• _Textauszug_:
•••

Gold hat zuletzt stark von den Unsicherheiten und der weiter erhöhten Inflation profitiert. Die Feinunze (31,1 Gramm) kostet inzwischen mehr als 2000 Dollar. In Euro hatte der Goldpreis ein historisches Hoch mit 1877 Euro erreicht. Aktuell liegt die Feinunze knapp über 1800 Euro. Wer 2012 auf den Höchstkursen während der Euro-Schuldenkrise kaufte, musste viele Jahren warten, bis er seinen Kaufkurs wieder erreicht hatte. Aber auch diese Anleger sind jetzt deutlich im Plus. Langfristig zahlt sich Gold aus.
„Heute spricht mehr für Gold als noch vor drei Monaten“, sagt Schimmer. Aber er rät nur zu einem Depotanteil von fünf Prozent. „Eine steigende Inflationsrate war schon in der Vergangenheit einer der wichtigsten Gründe, die den Goldverkauf befördert haben“, sagt Rose.
Kann ich vom Anstieg der Rohstoffpreise profitieren?
In Öl oder Gas können Anleger nicht so einfach investieren, weil die Rohstoffe auf Termin gehandelt werden. „Es gibt kein wirklich verlässliches Anlageinstrument für Privatanleger“, sagt Schimmer. Die Alternative sind Aktien von Unternehmen, die wie Royal Dutch Shell Rohstoffe wie Öl fördern. „Große Rohstoffkonzerne wie Rio Tinto sind aber schon gut gelaufen“, sagt Johannsen.
Die schwierige Einzeltitelauswahl kann man umgehen, indem man auf Aktienfonds setzt, die diese Rohstoffproduzenten bündeln. Bekannte Fondsgesellschaften wie Union-Investment oder Allianz haben solche Fonds im Angebot.
Was bringen sichere Staatsanleihen?
Wer jetzt in eine zehnjährige Bundesanleihe investiert, muss sich mit einer negativen Rendite abfinden. Das ist keine wirkliche Alternative. Dagegen verspricht eine zehnjährige US-Staatsanleihe eine Rendite von 1,85 Prozent, aber die Inflationsrate liegt mit knapp acht Prozent auch noch über der von Deutschland (5,1 Prozent).
„In Krisenzeiten ist der Dollar die Fluchtwährung schlechthin, was aktuell die Schwäche des Euro auch ganz klar zeigt“, sagt Schimmer. Eine reale positive Rendite bringt auch die Anlage in US-Staatsanleihen nicht, aber es ist eine Möglichkeit der Diversifizierung in unsicheren Zeiten. Wer in Europa bleiben will, kann auch einen Blick auf norwegische zehnjährige Staatsanleihen mit einer Rendite von 2,10 Prozent riskieren.

•••

• _Bereitgestelltes Material_:

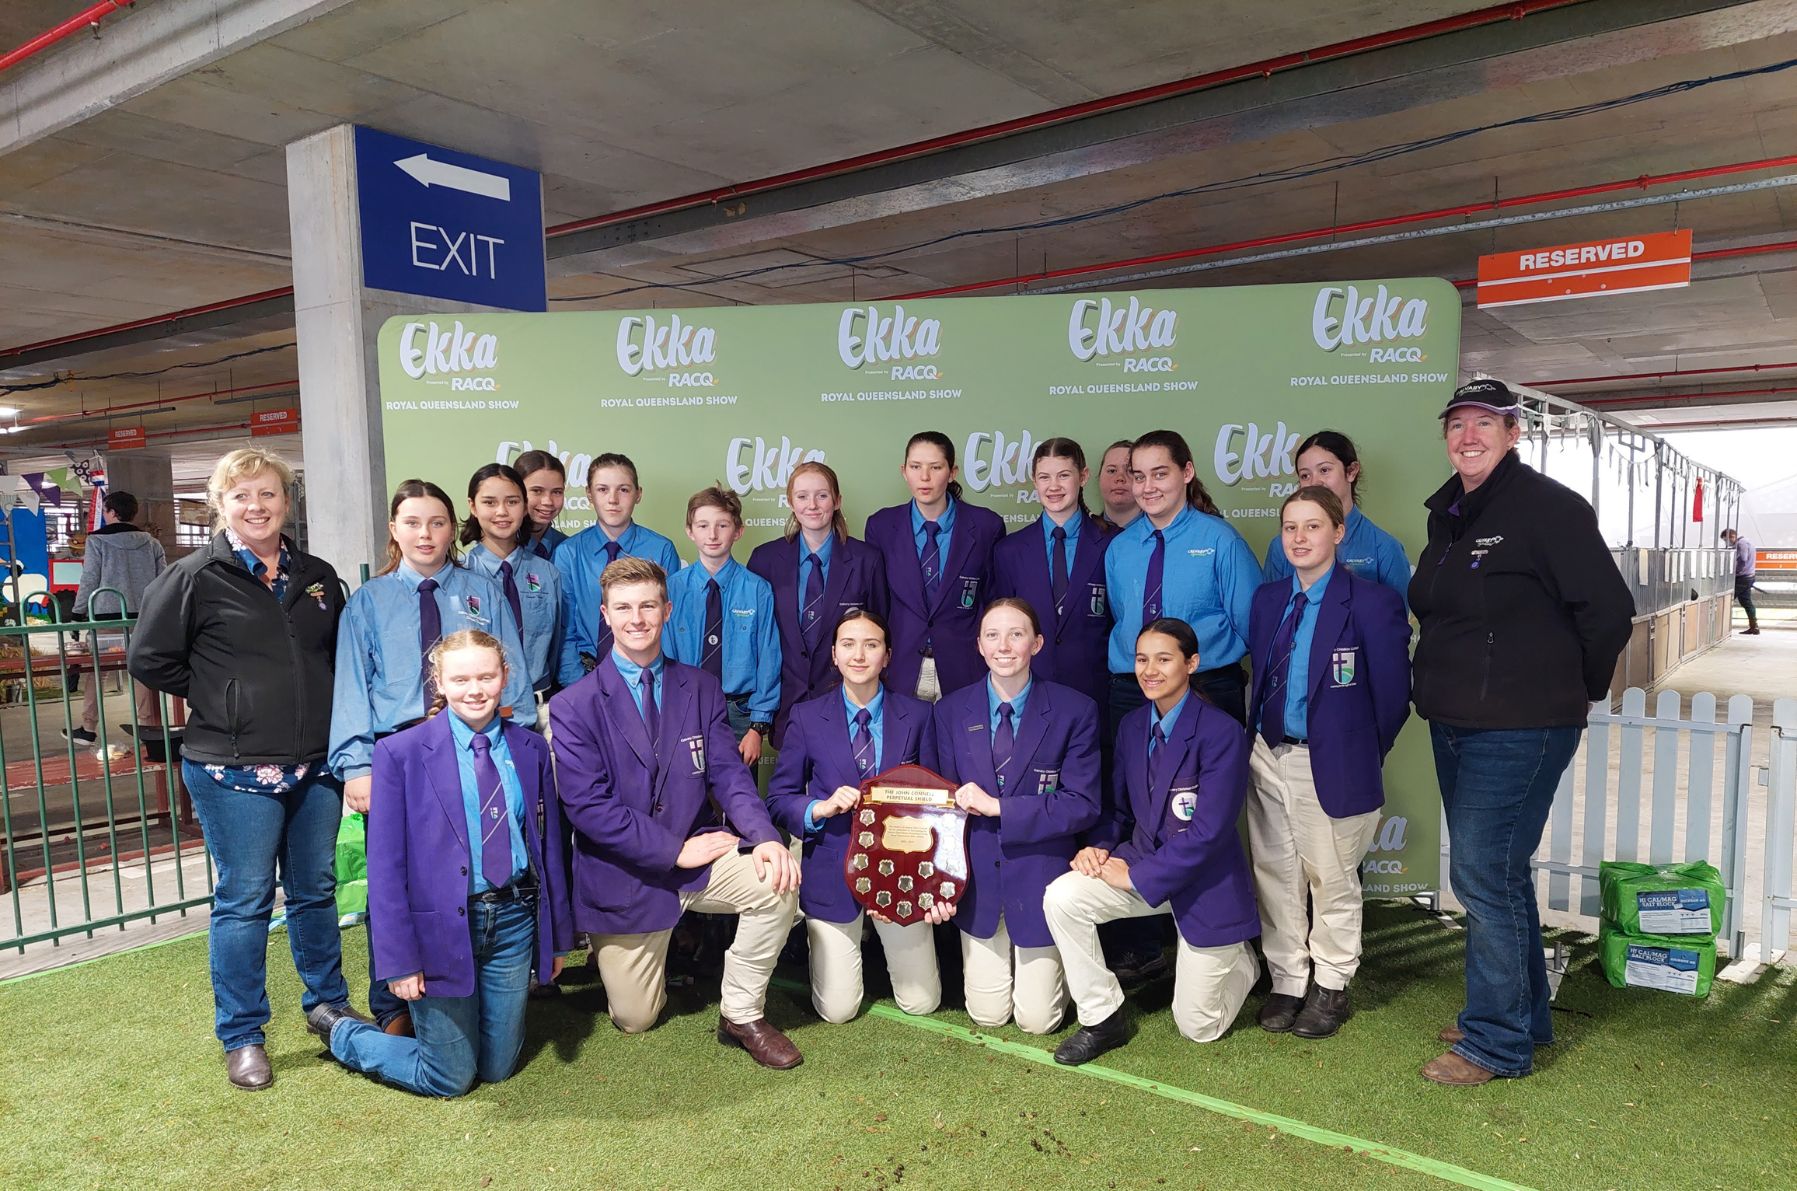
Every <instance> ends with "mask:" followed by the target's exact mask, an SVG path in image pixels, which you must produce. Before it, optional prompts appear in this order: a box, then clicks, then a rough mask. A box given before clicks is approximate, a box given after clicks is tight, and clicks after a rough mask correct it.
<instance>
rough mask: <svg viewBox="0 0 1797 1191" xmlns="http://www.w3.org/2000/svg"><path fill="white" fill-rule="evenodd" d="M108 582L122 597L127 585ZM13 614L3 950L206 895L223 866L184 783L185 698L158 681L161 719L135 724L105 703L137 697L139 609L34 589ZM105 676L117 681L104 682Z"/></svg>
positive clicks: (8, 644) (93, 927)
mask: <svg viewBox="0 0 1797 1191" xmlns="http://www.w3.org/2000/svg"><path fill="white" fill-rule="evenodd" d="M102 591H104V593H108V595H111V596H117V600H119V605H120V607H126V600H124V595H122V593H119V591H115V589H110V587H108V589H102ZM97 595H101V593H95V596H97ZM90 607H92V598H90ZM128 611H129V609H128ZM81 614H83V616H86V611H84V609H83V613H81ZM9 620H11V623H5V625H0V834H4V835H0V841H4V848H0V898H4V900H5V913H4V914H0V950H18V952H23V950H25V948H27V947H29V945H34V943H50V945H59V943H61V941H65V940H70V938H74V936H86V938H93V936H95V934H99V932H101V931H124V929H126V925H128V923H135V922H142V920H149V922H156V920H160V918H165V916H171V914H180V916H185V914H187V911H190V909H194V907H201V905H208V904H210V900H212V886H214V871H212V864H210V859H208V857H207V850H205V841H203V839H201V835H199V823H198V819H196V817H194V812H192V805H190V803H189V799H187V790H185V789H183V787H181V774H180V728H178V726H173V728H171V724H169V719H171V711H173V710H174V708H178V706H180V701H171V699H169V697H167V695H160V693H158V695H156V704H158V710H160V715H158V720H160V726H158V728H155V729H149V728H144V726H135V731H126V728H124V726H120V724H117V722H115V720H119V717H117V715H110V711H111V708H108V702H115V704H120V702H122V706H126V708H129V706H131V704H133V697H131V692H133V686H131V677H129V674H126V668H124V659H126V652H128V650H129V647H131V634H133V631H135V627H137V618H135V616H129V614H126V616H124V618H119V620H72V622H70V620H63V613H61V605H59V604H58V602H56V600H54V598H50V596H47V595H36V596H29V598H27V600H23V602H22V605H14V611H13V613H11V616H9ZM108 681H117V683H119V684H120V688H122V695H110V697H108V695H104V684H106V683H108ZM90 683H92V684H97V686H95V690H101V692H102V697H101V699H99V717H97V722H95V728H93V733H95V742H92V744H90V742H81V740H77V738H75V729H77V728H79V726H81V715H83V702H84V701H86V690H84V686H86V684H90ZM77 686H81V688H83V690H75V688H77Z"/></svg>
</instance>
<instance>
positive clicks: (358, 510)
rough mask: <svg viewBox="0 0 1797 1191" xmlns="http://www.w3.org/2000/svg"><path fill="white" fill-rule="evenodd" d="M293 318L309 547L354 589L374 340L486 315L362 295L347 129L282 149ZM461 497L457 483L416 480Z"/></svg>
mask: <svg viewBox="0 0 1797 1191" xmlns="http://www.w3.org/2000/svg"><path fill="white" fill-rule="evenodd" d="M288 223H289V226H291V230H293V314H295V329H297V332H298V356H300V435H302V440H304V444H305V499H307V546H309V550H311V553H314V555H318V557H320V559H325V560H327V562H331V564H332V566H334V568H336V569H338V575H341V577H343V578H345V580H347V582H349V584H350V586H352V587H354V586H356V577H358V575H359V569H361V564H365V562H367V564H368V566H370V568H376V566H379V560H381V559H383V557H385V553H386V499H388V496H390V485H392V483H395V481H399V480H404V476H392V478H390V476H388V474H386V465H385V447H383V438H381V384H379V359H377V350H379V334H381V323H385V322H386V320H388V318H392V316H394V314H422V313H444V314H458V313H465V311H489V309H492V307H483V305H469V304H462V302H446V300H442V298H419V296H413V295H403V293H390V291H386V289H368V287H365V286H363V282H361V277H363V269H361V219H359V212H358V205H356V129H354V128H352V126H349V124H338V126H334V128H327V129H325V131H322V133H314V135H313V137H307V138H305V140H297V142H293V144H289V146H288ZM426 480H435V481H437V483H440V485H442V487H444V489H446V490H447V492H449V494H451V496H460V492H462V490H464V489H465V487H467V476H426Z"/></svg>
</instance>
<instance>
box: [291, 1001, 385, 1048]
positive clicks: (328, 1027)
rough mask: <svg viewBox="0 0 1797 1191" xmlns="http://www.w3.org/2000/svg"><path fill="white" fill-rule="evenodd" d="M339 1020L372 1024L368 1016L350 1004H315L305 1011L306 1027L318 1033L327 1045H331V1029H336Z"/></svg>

•••

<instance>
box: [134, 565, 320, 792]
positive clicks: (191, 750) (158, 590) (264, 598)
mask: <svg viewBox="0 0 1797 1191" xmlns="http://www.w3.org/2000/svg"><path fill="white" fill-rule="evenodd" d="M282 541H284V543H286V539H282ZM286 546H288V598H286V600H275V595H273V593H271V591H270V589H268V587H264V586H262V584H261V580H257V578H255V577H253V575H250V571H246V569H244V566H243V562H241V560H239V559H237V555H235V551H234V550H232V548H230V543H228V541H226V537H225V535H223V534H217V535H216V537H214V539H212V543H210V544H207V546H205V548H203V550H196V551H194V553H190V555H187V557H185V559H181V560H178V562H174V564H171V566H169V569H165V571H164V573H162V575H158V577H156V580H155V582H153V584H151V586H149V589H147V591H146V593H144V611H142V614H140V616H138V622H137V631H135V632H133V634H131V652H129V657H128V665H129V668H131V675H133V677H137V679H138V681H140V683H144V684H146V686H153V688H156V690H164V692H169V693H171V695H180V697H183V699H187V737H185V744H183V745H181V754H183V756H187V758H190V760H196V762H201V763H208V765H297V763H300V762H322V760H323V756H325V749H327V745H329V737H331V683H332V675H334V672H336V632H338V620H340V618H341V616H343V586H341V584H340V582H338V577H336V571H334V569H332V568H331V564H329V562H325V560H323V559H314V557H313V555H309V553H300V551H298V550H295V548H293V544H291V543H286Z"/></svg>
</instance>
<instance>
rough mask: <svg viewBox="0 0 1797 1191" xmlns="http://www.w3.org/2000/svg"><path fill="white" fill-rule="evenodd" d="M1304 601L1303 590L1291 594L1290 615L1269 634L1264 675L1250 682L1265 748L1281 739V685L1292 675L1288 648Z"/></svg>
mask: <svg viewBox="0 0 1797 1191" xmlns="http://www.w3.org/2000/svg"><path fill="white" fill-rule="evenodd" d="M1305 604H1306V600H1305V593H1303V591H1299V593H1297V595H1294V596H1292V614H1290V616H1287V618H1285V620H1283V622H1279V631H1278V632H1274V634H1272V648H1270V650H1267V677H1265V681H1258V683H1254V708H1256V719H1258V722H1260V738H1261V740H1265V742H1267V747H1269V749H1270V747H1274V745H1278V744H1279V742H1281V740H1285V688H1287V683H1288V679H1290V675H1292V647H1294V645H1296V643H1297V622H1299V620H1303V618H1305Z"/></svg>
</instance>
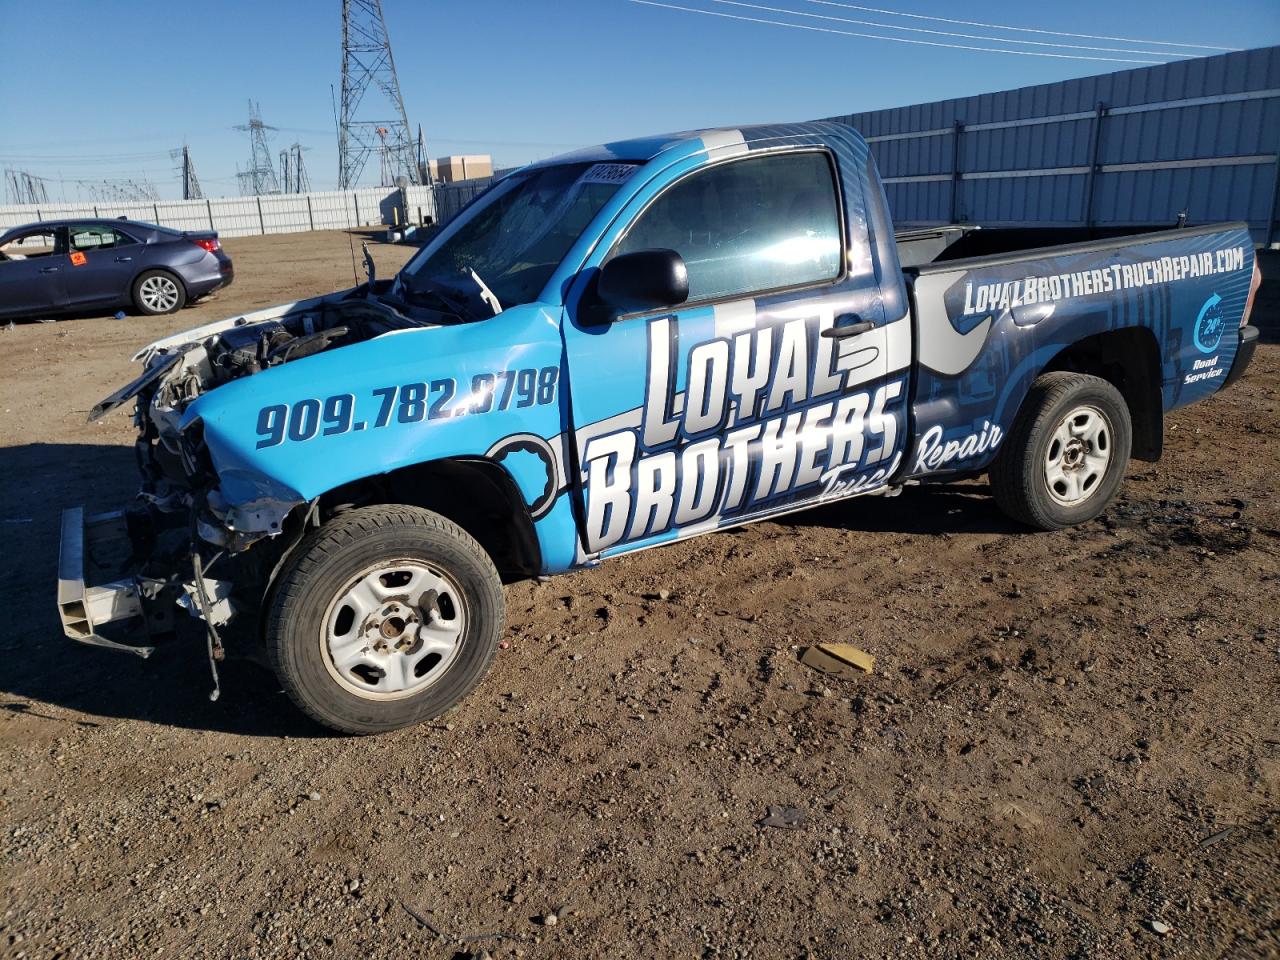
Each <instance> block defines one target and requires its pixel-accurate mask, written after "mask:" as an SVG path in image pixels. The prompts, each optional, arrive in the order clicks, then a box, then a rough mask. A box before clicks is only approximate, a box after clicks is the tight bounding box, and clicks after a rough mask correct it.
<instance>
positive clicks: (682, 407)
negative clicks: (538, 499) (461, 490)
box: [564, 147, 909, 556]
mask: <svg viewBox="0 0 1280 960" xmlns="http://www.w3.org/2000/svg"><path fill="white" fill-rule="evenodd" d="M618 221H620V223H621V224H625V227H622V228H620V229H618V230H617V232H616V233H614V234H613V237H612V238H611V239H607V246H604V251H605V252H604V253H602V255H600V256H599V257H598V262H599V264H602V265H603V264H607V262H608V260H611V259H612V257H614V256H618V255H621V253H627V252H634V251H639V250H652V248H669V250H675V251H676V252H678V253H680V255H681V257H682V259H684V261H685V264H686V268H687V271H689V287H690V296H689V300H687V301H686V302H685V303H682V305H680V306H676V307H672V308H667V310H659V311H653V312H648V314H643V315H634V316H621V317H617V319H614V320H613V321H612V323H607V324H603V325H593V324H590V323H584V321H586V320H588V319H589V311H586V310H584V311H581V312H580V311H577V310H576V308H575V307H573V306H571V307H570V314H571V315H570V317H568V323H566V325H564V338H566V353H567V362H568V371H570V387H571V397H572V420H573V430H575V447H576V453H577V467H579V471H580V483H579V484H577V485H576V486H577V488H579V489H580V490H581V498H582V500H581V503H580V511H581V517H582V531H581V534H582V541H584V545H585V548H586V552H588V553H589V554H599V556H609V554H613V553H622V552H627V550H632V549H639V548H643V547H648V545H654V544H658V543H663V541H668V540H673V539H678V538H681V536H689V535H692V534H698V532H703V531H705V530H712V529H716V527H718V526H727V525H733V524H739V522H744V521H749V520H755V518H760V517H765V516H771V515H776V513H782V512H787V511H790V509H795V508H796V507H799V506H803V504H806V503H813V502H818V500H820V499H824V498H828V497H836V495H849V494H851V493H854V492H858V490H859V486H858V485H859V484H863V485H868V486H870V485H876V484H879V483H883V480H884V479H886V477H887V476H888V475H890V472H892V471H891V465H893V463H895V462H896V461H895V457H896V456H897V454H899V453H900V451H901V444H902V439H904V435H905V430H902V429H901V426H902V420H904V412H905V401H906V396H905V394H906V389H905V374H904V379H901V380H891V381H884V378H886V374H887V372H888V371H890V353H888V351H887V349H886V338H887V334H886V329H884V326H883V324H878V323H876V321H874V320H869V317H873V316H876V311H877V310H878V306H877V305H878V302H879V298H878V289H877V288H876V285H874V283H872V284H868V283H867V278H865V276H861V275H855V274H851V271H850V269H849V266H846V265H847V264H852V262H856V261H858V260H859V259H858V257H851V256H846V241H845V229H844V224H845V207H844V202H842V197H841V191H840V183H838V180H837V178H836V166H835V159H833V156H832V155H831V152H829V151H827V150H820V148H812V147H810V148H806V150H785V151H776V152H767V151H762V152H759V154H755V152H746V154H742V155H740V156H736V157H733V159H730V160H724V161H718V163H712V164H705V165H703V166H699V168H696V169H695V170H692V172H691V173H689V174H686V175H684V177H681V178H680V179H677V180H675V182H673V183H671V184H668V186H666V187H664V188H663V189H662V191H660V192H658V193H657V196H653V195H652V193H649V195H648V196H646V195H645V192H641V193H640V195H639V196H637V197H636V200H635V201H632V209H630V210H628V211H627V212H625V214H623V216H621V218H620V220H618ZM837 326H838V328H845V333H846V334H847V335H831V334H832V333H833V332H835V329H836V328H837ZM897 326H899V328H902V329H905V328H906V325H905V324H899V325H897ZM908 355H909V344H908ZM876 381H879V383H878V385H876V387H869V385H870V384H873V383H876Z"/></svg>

•••

• _Was zu tun ist_: Fasse den Textauszug zur Geldanlage in drei Sätzen zusammen. Die Daten sind eigenständiges Material und gehören nicht zum Textauszug.

• _Lösung_: Gold hat von Unsicherheit und hoher Inflation profitiert und kostet je Feinunze mehr als 2000 Dollar, doch Schimmer rät nur zu einem Depotanteil von fünf Prozent. In Öl oder Gas können Anleger nicht so einfach investieren, daher bieten sich Aktien von Rohstoffkonzernen oder Aktienfonds an, die solche Produzenten bündeln. Zehnjährige Bundesanleihen bringen eine negative Rendite, während US-Staatsanleihen 1,85 Prozent und norwegische 2,10 Prozent abwerfen; US-Anleihen bringen zwar keine reale positive Rendite, sind aber eine Möglichkeit zur Diversifizierung in unsicheren Zeiten.